Rows from a pointing dataset:
---
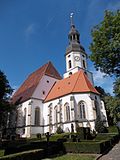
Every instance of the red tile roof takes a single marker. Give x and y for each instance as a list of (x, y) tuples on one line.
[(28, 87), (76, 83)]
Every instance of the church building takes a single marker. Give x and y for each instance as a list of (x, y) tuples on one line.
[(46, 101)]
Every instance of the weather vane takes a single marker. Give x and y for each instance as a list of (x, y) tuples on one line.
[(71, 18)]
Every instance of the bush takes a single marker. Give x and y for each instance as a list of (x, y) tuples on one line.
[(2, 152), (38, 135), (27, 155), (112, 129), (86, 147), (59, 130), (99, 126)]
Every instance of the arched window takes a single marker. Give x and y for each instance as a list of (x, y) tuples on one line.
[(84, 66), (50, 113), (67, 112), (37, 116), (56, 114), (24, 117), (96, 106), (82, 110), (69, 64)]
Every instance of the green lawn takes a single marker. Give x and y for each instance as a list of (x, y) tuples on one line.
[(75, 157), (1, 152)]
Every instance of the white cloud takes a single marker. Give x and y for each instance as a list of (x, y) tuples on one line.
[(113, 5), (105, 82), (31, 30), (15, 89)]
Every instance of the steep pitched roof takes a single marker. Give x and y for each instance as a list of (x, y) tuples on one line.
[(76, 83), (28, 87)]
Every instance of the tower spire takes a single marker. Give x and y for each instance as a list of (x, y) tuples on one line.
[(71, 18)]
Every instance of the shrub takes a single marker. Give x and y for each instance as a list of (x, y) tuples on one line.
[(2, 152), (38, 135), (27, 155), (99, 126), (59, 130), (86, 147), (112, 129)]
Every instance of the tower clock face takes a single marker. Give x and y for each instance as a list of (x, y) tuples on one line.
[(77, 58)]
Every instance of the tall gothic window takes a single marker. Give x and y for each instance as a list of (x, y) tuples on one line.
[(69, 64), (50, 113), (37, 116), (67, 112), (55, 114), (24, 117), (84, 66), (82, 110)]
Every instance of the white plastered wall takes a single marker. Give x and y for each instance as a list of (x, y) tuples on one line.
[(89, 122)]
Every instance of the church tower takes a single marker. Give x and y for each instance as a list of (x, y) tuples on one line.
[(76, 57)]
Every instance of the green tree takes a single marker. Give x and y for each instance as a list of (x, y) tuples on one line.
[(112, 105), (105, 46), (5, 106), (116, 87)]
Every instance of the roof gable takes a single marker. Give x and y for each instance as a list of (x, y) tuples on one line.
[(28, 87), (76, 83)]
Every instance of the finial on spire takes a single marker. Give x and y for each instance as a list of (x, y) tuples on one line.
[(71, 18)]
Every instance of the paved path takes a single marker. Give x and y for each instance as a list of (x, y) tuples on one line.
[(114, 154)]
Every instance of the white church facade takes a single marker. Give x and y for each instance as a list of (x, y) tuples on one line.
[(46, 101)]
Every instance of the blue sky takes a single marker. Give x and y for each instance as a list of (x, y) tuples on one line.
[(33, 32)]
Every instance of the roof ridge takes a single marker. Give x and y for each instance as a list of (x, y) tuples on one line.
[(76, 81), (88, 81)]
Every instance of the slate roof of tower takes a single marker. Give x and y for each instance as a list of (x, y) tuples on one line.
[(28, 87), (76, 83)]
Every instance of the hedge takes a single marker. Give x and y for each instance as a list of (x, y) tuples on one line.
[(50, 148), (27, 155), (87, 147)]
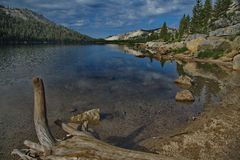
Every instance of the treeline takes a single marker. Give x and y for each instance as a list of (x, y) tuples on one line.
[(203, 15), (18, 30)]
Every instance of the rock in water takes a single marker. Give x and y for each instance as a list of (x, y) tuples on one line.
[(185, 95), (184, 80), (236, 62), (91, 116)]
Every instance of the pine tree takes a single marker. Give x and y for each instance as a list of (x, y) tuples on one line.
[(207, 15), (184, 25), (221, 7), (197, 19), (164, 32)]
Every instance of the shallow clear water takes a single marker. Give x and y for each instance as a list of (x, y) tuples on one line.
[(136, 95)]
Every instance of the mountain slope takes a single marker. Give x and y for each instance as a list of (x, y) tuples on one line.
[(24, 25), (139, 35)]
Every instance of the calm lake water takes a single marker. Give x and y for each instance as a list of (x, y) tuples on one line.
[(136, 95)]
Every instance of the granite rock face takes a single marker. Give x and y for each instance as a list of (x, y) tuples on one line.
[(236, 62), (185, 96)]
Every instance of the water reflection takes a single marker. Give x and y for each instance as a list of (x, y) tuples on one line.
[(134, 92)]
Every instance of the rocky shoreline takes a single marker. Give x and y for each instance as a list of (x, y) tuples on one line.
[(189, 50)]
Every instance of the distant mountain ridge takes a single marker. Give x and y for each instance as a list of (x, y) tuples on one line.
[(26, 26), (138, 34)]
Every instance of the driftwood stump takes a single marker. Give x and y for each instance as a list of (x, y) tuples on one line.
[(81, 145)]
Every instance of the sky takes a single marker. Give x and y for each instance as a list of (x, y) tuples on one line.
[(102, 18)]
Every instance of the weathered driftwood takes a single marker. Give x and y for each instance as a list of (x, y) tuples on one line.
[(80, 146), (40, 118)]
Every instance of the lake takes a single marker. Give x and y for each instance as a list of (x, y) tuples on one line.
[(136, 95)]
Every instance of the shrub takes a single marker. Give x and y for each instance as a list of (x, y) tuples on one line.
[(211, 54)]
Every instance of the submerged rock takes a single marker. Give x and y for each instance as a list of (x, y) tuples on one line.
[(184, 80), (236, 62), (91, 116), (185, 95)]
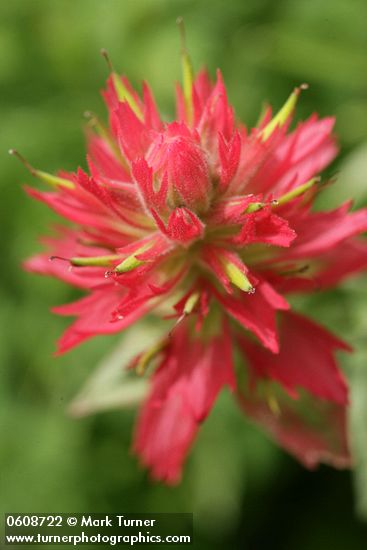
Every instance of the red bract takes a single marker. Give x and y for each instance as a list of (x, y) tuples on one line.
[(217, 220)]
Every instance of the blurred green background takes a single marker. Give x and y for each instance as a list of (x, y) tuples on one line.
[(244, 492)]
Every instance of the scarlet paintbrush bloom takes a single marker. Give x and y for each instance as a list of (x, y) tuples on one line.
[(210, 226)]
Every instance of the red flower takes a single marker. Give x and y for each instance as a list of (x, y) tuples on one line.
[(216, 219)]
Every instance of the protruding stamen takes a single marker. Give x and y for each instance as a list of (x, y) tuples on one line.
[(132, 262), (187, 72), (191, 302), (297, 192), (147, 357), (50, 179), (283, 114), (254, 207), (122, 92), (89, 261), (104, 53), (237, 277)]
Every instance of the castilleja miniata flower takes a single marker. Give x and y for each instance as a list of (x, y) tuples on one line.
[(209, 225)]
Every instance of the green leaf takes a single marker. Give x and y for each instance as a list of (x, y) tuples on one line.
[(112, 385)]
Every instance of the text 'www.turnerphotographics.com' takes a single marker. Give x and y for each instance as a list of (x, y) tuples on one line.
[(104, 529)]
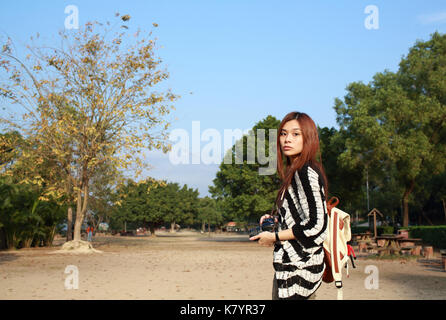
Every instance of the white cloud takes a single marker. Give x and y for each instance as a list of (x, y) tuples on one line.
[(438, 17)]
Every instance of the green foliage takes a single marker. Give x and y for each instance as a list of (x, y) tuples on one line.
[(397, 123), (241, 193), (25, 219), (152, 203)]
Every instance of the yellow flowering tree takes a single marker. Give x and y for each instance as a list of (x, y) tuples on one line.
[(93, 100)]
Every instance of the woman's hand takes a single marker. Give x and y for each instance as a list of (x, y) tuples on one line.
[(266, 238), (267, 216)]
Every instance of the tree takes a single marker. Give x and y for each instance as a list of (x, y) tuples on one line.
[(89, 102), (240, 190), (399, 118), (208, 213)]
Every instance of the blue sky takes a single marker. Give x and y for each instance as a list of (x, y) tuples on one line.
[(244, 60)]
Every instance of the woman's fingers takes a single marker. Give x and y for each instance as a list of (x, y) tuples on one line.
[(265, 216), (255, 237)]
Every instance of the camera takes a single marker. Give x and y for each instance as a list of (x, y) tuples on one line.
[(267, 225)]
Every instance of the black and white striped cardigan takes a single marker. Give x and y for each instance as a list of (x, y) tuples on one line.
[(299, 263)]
---
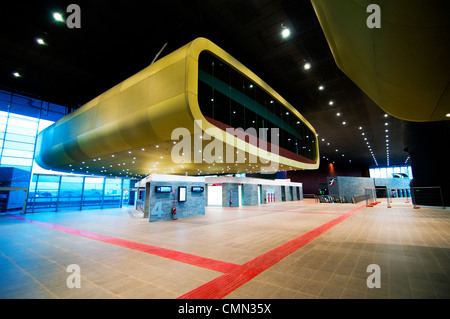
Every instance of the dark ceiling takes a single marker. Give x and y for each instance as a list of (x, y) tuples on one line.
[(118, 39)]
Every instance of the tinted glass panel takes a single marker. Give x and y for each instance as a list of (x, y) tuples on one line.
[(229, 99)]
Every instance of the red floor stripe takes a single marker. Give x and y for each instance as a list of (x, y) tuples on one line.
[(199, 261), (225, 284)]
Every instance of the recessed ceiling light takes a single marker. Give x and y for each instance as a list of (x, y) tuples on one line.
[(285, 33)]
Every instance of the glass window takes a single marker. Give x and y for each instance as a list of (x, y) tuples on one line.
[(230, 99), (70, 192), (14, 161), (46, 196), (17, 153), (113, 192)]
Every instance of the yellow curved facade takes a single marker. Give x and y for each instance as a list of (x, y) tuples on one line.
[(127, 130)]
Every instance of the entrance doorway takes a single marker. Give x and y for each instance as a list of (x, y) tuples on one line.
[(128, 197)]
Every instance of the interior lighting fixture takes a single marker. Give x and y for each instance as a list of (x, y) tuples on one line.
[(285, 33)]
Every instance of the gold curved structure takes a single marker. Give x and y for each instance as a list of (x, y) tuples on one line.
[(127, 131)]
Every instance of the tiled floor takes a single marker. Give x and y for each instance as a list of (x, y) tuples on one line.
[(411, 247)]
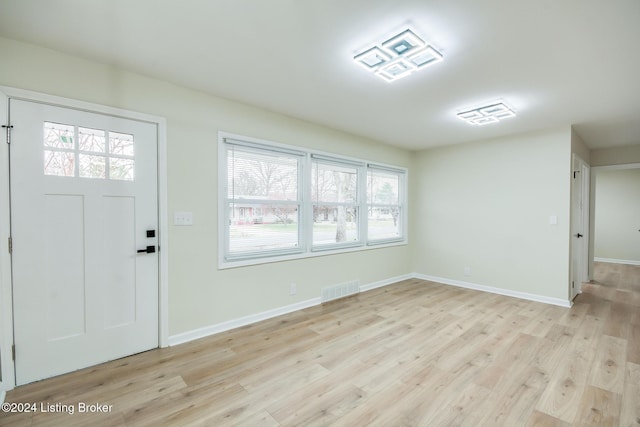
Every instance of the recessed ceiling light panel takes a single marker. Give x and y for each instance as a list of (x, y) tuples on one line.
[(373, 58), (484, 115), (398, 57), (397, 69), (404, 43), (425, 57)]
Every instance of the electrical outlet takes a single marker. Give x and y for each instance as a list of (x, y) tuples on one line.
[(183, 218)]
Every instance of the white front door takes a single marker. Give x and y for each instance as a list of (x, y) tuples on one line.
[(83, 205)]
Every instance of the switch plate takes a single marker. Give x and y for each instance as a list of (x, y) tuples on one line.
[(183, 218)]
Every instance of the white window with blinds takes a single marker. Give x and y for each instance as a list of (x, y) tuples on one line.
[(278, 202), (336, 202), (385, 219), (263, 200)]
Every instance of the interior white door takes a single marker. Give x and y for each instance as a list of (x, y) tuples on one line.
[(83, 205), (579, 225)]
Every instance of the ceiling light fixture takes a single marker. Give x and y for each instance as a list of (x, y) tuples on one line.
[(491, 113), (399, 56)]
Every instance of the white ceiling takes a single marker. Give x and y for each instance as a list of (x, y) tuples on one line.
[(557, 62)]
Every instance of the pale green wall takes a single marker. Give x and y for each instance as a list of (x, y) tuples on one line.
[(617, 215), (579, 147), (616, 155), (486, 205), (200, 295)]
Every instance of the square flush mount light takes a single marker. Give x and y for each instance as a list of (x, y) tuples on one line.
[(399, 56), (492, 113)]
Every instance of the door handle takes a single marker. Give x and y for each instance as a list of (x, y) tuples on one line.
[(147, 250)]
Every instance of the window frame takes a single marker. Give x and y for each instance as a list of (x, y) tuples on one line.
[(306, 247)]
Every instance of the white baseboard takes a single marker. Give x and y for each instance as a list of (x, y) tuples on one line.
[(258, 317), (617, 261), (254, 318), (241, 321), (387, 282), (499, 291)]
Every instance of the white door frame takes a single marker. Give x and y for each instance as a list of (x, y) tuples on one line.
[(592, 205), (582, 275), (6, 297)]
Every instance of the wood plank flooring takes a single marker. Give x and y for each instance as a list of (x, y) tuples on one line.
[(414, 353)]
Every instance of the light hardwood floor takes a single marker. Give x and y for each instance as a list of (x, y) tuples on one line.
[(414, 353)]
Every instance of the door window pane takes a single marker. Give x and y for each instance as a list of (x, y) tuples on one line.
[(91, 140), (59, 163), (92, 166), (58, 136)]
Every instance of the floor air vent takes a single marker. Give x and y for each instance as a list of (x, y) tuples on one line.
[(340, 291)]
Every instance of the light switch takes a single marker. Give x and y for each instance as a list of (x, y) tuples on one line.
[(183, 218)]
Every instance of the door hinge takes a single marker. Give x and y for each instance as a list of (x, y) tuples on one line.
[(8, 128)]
---
__SET TASK__: Please copy the material above word for word, from the line containing "Every instance of the camera" through the line containing "[(267, 225)]", and include both of those lines.

__SOLUTION TO THE PROBLEM__:
Every instance of the camera takes a single marker. Give x and y for each instance as a list of (x, y) tuples on one line.
[(267, 225)]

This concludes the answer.